Dataset extract:
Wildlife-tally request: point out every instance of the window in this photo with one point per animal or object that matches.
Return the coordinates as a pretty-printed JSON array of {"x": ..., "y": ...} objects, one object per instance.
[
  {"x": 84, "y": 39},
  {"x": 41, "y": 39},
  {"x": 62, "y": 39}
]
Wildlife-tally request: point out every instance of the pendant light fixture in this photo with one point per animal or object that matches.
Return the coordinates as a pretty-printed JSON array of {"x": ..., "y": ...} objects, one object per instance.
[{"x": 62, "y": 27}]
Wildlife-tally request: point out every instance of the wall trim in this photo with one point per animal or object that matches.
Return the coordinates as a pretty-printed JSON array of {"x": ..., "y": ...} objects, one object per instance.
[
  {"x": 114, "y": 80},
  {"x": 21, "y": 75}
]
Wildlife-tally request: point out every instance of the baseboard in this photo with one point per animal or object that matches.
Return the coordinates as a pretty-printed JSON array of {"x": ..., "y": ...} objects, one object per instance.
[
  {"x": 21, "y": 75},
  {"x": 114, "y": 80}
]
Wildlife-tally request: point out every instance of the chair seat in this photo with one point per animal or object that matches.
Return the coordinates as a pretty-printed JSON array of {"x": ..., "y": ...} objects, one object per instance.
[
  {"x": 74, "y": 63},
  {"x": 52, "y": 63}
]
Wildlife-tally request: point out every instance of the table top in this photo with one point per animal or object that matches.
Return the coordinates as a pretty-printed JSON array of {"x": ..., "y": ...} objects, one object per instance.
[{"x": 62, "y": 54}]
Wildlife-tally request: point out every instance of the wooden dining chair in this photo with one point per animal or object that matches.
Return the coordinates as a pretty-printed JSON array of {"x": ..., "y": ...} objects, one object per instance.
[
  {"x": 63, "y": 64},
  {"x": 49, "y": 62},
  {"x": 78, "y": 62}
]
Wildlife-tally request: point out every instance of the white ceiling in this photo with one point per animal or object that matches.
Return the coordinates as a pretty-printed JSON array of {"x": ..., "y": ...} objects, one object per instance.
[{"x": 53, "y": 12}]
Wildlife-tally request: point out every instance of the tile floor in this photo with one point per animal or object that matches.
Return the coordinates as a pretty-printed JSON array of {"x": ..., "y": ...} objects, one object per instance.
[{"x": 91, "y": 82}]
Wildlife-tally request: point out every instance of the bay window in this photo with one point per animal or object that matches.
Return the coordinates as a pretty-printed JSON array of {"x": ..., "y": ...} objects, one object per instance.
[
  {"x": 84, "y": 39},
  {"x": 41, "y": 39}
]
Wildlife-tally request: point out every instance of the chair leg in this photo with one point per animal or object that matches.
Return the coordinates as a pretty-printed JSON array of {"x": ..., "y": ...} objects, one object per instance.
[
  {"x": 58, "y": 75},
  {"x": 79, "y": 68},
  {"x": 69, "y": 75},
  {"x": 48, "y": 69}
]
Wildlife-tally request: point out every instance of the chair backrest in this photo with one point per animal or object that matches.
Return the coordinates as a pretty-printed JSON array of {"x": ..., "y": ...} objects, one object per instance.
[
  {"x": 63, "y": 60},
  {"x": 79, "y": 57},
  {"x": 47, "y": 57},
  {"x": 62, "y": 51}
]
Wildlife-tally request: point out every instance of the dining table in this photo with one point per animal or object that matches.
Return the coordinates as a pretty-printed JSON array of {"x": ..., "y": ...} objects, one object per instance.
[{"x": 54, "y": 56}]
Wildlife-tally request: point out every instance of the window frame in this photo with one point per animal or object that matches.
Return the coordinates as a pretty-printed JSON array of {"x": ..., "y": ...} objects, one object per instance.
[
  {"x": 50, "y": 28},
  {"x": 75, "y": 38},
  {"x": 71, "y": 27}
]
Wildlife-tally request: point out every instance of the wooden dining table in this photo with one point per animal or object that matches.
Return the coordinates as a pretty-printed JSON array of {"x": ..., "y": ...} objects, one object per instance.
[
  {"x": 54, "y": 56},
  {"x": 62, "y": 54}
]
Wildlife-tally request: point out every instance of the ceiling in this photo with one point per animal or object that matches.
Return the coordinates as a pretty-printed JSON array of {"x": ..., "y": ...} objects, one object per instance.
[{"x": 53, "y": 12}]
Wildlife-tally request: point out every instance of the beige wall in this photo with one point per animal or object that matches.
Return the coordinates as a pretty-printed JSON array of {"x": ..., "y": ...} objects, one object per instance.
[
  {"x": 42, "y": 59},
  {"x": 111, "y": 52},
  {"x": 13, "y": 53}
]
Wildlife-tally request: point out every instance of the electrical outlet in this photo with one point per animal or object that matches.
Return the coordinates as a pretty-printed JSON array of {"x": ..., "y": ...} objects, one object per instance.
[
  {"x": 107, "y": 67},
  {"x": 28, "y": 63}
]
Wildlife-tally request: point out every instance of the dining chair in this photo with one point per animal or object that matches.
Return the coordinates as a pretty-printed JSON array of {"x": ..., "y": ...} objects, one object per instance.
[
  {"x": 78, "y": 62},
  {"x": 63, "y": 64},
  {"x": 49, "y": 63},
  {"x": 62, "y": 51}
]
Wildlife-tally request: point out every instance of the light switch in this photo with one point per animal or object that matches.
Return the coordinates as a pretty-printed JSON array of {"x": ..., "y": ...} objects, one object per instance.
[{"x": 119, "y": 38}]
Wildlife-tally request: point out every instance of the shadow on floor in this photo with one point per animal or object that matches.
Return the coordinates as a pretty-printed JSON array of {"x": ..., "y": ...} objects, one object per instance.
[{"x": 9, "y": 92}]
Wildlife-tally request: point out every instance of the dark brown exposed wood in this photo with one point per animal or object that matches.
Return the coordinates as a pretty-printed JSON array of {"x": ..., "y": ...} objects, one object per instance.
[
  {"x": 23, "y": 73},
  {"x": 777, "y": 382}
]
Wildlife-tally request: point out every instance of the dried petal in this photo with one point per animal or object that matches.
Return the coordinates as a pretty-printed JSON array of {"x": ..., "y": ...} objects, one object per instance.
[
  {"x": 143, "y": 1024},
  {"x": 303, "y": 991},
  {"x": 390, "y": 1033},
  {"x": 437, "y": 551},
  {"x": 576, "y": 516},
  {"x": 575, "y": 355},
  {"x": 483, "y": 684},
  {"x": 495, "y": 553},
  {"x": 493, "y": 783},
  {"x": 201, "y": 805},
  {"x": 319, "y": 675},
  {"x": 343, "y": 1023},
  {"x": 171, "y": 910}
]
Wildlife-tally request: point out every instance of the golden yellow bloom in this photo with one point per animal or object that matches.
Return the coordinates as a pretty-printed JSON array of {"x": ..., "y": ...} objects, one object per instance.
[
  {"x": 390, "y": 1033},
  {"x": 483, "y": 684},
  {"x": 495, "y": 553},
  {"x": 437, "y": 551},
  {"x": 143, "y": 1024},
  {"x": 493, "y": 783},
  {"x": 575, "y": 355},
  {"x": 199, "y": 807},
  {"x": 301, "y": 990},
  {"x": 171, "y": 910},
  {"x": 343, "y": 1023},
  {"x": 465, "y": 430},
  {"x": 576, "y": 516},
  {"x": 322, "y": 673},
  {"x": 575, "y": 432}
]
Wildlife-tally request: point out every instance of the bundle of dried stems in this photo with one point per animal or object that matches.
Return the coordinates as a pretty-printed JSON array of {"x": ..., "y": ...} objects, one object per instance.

What to produce: Copy only the stretch running from the line containing "Wildlife-tally request: point out every instance of the bundle" to the final line of the entries, both ends included, exactly as it stands.

Result for this task:
Wildlife-tally request: point out every instance of the bundle of dried stems in this photo with one point per animal or object that matches.
Return the coordinates as a pretty-printed JSON array of {"x": ..., "y": ...} objects, one object per instance.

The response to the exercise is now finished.